-- SOURCE PASSAGE follows --
My injury has thrown quite a wrench in our normal schedule. Since heading to the podiatrist, I have been confined to our bed or couch with my foot elevated all day long. Luckily, I have the world’s best mother in law, and she was here from Wednesday until Saturday morning, basically waiting on my lazy ass hand and foot. And doing my dirty laundry. And chasing my feral child. And changing his poopie diapers. And bathing him. If you ever want to feel like a completely useless nag, have your mother in law replace you for three days. I would have cried but I was too grateful for her indentured servitude.
During that time, Kase and I had to come up with a plan of action for the next three weeks. For the first time in 20 months, our child will go to a DAYCARE. I am coming down with some sort of viral infection just thinking about it. Just kidding. But truly, this is going to really take some getting used to. What do normal people do all day who don’t have jobs and kids?
That wasn’t rhetorical. I’m really asking.
Just last week alone, I was on the horn making call after call trying to set up child care, cancel Gymboree classes and questioning insurance limits. During this time, Colin took to stealing my cell phone, hopping on his ride on race car and having entire conversations while driving. I sternly warned him that texting while driving was absolutely forbidden. He yelled back in response, “BYEEEEE!” Couldn’t tell you if he understood my point or not. He hopped back on another call immediately, “Hi! Blah blah A B C D Y. AH HAHAHAHAHAHAHA!”
-- SOURCE PASSAGE concluded --
-- EXTRACTED MATERIAL follows --
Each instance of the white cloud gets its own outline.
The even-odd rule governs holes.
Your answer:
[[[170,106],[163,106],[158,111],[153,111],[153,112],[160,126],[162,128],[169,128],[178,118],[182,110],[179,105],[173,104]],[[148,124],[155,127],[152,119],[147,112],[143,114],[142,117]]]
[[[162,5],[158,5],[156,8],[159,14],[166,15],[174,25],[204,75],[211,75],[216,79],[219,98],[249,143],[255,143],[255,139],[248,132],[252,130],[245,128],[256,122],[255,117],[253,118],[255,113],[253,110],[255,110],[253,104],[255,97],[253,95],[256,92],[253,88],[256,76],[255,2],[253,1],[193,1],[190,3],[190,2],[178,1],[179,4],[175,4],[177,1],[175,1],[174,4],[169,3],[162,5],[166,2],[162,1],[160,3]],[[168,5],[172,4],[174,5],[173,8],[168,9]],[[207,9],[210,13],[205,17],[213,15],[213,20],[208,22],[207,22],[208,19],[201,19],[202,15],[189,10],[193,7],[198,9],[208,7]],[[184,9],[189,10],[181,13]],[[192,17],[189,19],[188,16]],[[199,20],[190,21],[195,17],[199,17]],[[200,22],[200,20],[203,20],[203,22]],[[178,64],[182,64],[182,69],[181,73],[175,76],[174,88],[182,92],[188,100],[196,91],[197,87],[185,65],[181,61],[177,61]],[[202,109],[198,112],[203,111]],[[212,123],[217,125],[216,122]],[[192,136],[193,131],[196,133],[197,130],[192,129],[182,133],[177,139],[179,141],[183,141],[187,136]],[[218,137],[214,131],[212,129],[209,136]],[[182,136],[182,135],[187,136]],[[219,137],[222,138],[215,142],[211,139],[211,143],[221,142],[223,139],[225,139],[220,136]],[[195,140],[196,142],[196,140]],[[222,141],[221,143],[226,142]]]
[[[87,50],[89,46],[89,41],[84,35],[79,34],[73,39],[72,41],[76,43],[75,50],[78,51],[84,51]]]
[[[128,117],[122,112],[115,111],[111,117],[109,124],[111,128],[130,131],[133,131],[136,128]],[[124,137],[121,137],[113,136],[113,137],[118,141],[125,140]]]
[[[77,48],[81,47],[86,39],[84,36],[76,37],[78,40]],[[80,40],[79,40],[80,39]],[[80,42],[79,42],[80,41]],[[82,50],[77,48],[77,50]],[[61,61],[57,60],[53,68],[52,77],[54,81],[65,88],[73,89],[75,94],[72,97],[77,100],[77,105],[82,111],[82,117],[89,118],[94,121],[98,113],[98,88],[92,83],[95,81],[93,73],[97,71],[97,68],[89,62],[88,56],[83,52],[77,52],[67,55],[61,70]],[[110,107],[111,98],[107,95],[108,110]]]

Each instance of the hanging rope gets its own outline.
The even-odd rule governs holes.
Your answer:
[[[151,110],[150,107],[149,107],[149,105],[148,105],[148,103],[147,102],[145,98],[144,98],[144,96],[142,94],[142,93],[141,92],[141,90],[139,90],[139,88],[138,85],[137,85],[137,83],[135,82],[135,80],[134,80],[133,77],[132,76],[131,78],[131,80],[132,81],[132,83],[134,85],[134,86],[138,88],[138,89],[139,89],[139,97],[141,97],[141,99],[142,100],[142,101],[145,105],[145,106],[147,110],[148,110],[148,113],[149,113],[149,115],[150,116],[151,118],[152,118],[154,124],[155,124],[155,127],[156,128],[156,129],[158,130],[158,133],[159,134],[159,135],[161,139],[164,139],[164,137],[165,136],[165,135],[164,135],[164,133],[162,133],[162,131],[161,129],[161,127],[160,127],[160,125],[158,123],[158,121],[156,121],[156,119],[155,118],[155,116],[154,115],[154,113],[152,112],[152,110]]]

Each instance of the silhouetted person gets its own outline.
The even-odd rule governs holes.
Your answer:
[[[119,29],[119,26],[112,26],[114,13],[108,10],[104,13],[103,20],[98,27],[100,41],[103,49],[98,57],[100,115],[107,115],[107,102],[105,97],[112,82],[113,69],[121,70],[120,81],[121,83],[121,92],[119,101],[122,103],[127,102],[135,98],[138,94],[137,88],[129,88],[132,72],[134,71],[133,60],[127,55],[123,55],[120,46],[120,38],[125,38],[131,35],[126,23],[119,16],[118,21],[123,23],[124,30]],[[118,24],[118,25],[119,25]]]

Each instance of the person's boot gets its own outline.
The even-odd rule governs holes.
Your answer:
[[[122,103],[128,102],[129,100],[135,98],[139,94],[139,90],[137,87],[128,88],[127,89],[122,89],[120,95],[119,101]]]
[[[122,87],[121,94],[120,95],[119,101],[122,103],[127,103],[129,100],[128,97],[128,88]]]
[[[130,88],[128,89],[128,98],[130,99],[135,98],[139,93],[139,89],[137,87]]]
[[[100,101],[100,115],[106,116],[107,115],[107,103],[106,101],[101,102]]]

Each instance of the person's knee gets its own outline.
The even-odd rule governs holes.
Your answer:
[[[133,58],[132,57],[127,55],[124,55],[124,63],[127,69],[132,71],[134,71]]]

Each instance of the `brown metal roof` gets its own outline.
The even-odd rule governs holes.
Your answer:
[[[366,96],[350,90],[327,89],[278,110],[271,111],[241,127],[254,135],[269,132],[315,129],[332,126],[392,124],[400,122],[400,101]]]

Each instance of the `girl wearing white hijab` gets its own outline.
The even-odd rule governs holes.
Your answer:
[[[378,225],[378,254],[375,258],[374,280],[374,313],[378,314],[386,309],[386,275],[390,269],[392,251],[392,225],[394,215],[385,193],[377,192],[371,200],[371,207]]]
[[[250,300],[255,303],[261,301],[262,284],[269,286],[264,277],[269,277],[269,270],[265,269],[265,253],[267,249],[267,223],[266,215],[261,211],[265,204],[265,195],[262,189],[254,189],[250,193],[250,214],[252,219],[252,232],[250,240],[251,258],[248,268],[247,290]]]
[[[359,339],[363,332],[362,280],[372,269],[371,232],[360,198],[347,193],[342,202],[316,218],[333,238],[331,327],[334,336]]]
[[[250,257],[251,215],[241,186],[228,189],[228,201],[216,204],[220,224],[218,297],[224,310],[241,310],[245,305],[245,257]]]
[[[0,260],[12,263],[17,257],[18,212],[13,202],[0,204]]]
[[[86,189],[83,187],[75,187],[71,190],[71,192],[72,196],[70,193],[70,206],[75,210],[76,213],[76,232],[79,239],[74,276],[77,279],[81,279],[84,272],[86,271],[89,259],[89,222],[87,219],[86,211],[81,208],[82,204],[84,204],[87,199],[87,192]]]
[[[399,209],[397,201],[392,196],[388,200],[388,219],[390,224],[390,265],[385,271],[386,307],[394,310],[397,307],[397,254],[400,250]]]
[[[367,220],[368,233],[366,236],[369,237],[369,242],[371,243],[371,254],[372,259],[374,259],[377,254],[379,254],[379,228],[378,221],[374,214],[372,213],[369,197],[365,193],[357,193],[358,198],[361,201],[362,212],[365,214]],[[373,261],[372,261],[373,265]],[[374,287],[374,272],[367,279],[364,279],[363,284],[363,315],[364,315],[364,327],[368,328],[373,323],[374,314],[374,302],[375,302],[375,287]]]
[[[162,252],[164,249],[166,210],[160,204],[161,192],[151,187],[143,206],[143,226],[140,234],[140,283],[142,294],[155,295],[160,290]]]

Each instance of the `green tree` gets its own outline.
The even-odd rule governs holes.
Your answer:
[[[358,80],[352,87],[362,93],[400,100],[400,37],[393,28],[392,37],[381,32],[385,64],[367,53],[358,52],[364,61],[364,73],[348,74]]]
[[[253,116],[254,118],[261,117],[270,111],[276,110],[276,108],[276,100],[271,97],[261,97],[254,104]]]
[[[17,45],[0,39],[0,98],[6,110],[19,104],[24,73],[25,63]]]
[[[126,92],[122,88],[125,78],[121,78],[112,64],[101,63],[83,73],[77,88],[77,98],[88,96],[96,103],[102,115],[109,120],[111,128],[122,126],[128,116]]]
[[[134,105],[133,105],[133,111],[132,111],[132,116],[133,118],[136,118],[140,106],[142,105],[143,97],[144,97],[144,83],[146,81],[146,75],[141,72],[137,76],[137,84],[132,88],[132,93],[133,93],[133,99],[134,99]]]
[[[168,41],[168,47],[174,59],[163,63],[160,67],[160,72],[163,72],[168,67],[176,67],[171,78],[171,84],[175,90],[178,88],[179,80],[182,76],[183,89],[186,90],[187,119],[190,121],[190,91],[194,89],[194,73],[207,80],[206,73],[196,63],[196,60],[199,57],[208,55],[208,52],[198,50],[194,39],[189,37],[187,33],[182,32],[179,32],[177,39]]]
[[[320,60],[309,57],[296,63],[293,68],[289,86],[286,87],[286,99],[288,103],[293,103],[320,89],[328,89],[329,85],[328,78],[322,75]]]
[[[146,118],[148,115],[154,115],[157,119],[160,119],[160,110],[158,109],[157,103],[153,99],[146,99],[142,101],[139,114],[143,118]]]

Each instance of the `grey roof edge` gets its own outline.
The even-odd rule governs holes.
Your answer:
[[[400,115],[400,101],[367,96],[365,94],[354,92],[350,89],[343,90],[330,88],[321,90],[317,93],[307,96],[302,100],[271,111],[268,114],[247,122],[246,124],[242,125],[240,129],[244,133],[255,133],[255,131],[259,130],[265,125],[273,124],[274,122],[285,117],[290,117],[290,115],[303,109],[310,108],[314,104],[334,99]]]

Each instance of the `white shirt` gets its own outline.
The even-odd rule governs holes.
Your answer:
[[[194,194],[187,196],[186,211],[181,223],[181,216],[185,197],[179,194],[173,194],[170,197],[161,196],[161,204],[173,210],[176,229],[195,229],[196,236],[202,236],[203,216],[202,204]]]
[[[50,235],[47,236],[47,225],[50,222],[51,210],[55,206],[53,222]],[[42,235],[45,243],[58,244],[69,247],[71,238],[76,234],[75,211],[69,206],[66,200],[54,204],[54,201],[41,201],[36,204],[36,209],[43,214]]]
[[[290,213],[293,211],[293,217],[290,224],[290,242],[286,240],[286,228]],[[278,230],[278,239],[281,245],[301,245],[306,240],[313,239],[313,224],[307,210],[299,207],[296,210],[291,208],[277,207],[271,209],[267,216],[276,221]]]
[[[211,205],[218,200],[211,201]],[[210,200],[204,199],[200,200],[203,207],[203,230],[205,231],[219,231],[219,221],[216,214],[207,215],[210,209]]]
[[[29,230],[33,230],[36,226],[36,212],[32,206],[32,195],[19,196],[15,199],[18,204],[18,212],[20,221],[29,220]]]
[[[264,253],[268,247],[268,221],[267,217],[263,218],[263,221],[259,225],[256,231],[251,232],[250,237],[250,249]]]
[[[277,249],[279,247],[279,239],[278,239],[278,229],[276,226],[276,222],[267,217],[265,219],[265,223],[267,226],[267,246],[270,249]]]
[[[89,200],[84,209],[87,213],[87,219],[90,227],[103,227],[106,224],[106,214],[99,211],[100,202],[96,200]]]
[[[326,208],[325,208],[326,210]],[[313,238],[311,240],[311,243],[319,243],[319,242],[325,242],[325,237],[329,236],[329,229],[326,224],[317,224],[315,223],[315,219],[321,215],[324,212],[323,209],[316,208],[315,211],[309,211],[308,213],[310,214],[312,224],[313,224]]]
-- EXTRACTED MATERIAL concluded --
WHAT TO DO
**1)** List every task that the blog post about the foot injury says the mother-in-law took on during her stay.
**2)** Carry on the blog post about the foot injury, beginning right after its final sentence.

RESPONSES BY ITEM NUMBER
**1)**
- Waiting on the narrator hand and foot
- Doing the narrator's dirty laundry
- Chasing the child
- Changing his diapers
- Bathing him

**2)**
It reminded me of my old job, where most of the day I was either responding to emails or making phone calls. I remember one comment in my yearly review was to be more proactive. All administrative assistants got this comment. It made us laugh of course, because we didn’t have time to be proactive. Our job was to constantly put out fires or start new ones for someone else.
Which is a lot like my life right now. Apparently, I am a reactive parent. Probably most stay at home parents of only children have this luxury: “Hey honey! Did you have a nice nap? Are you hungry? Let’s find something for you to eat? Do you want to play cars? Go to the park? Okay, let’s get dressed then.” We barely have a schedule most days; we just do what we feel like doing. Sometimes that means we stay in all day and never change out of our jammies. We certainly don’t have any systems in place for a mother who is injured and immobile (she might say impotent), a father who works from 7am until 11pm, and a 20 month old toddler who has never stepped foot in an all day daycare program.
We spent this weekend buying lunch boxes and additional sippy cups that most likely will not return to our possession, buying supplies for lunches that don’t require a microwave or refrigerator, washing new crib sheets, and unearthing our diaper bag from storage. We packed said diaper bag and laid out our outfits for the week since we can’t just lounge around the house in our jammies all day watching the Sprout Channel because it is Monday for crying out loud and we like to ease into our week.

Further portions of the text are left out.